- [Data to process]
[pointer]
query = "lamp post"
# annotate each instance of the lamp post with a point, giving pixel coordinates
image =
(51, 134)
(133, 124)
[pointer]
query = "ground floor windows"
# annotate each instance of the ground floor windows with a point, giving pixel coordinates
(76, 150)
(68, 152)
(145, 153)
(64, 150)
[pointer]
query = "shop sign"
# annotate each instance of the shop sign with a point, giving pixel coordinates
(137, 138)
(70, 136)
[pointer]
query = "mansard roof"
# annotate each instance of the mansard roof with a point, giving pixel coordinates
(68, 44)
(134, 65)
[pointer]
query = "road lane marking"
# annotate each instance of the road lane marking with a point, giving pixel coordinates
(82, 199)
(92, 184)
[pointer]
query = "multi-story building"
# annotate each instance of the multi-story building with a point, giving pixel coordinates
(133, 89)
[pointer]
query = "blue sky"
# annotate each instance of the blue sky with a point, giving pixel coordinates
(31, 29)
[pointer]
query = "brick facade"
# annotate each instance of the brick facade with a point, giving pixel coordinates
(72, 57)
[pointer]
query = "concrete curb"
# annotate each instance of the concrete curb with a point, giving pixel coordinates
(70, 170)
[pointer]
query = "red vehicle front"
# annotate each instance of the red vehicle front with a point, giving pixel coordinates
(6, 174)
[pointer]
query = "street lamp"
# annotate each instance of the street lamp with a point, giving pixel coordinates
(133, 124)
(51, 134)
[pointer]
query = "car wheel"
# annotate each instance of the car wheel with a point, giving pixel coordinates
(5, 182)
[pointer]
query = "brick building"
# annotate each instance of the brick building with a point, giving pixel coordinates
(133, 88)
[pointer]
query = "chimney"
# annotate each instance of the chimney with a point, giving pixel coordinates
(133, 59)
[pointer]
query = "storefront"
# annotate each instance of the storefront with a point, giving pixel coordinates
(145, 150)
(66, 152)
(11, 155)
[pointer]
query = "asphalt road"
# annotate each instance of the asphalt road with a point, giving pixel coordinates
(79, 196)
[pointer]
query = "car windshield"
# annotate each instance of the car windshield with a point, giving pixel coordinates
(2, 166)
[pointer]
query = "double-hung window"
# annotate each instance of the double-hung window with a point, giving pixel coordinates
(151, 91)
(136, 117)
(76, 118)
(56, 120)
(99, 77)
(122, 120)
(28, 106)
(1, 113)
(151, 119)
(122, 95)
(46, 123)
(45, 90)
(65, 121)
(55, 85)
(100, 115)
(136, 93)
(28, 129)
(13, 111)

- [Exercise brief]
Reproduce the entries above in full, verbatim.

- [Complete response]
[pointer]
query = "lamp post"
# annotate each instance of the lamp post with a point, giving pixel coordinates
image =
(51, 134)
(133, 124)
[pointer]
query = "ground floor windows"
# annotate each instance of the ground floor windows with a point, giving pixel coordinates
(76, 150)
(68, 152)
(145, 153)
(64, 150)
[pointer]
query = "shop sign"
# annotate each instance of the shop sign with a point, giving pixel coordinates
(137, 138)
(70, 136)
[pointer]
query = "mansard roof"
# annotate each instance of the mansard roof with a point, giving pixel coordinates
(68, 44)
(134, 65)
[pointer]
query = "road lane marking"
# annotate each instance of the road lane marking with a point, giving pixel coordinates
(82, 199)
(92, 184)
[pointer]
query = "multi-story building"
# annotate each instance of the multi-story building with a point, giving pixel coordinates
(133, 89)
[pointer]
query = "blue sky"
# annotate each instance of the blue sky with a point, giving pixel coordinates
(31, 29)
[pointer]
query = "brick facade"
# annotate each instance of the brick facade with a point, giving pixel coordinates
(72, 57)
[pointer]
query = "concrete curb"
# annotate each instance of the concrete curb with a point, giving pixel coordinates
(70, 170)
[pointer]
query = "red vehicle front"
# annotate each instance of the red vehicle front with a point, giving pixel coordinates
(6, 174)
[pointer]
query = "street lamp"
# annotate each instance of the street lamp with a point, giving pixel coordinates
(133, 124)
(51, 134)
[pointer]
query = "car wheel"
# annotate each instance of the car wheel with a point, giving pixel coordinates
(5, 182)
[pointer]
query = "brick building"
# annotate each instance of the brick building with a point, giving pixel coordinates
(133, 88)
[pointer]
query = "chimney"
# annotate each instance of the chimney with a point, giving pixel coordinates
(133, 59)
[pointer]
query = "storefront"
# annotate each instance of the storefront with a point, giving pixel coordinates
(145, 150)
(66, 152)
(11, 155)
[pointer]
query = "asphalt road"
# annotate each instance of the asphalt road with a point, giving pixel coordinates
(79, 196)
[pointer]
query = "car windshield"
# annotate each instance of the car windshield with a point, giving pixel coordinates
(2, 166)
[pointer]
query = "double-hung window"
# annotate each instance of the double-hung window with a point, giving pixel coordinates
(151, 91)
(136, 117)
(76, 118)
(56, 120)
(99, 77)
(122, 120)
(28, 106)
(1, 113)
(151, 119)
(122, 95)
(46, 123)
(45, 90)
(65, 121)
(55, 85)
(100, 115)
(136, 93)
(28, 129)
(13, 111)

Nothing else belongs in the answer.